--- Data for the task ---
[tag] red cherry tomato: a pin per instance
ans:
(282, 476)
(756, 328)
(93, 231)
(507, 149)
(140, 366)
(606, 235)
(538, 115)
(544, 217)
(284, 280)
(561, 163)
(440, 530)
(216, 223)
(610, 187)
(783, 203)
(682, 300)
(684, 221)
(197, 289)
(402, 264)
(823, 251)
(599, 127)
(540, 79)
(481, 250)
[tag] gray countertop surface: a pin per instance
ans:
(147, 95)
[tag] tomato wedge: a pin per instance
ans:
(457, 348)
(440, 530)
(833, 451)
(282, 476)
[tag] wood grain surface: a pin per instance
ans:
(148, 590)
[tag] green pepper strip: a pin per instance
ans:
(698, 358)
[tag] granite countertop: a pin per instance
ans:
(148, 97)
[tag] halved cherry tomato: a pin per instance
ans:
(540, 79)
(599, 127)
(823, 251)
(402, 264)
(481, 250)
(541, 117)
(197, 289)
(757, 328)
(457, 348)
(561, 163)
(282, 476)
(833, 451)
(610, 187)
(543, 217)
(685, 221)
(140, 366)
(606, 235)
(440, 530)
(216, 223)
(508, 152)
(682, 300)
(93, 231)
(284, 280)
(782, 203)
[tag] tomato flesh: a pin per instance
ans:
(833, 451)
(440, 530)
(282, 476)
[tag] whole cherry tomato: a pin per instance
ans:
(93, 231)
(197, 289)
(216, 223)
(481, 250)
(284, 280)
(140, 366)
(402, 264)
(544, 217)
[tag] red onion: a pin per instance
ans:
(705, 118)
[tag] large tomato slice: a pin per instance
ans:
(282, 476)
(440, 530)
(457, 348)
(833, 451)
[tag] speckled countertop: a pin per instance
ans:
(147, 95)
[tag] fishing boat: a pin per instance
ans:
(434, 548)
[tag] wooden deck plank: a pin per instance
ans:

--- Task prompt ---
Beginning with the line that contains "[tag] granite countertop: a pin per instance", restate word for word each line through the last one in the data, and write nothing more.

--- Exercise answer ---
[tag] granite countertop: a pin per instance
ans:
(148, 97)
[tag] halved cherry tomato: a pin per instance
ans:
(540, 79)
(599, 127)
(823, 251)
(402, 264)
(481, 250)
(541, 117)
(197, 289)
(757, 328)
(457, 348)
(561, 163)
(282, 476)
(833, 451)
(610, 187)
(543, 217)
(685, 221)
(140, 366)
(606, 235)
(440, 530)
(216, 223)
(508, 152)
(682, 300)
(93, 231)
(284, 280)
(782, 203)
[tag] tomato flesh: a pin per instance
ans:
(833, 451)
(440, 530)
(282, 476)
[tag] whole cherry tomato: a pin per instance
ans:
(93, 231)
(197, 289)
(216, 223)
(481, 250)
(284, 280)
(140, 366)
(402, 264)
(544, 217)
[tag] red onion: a pin per instance
ans:
(705, 118)
[tag] large tomato slice: a pin per instance
ans:
(282, 476)
(440, 530)
(457, 348)
(833, 451)
[tag] speckled countertop: a pin per instance
ans:
(147, 95)
[tag] fishing boat: a pin per instance
ans:
(434, 548)
[tag] wooden deck plank: a pin per instance
ans:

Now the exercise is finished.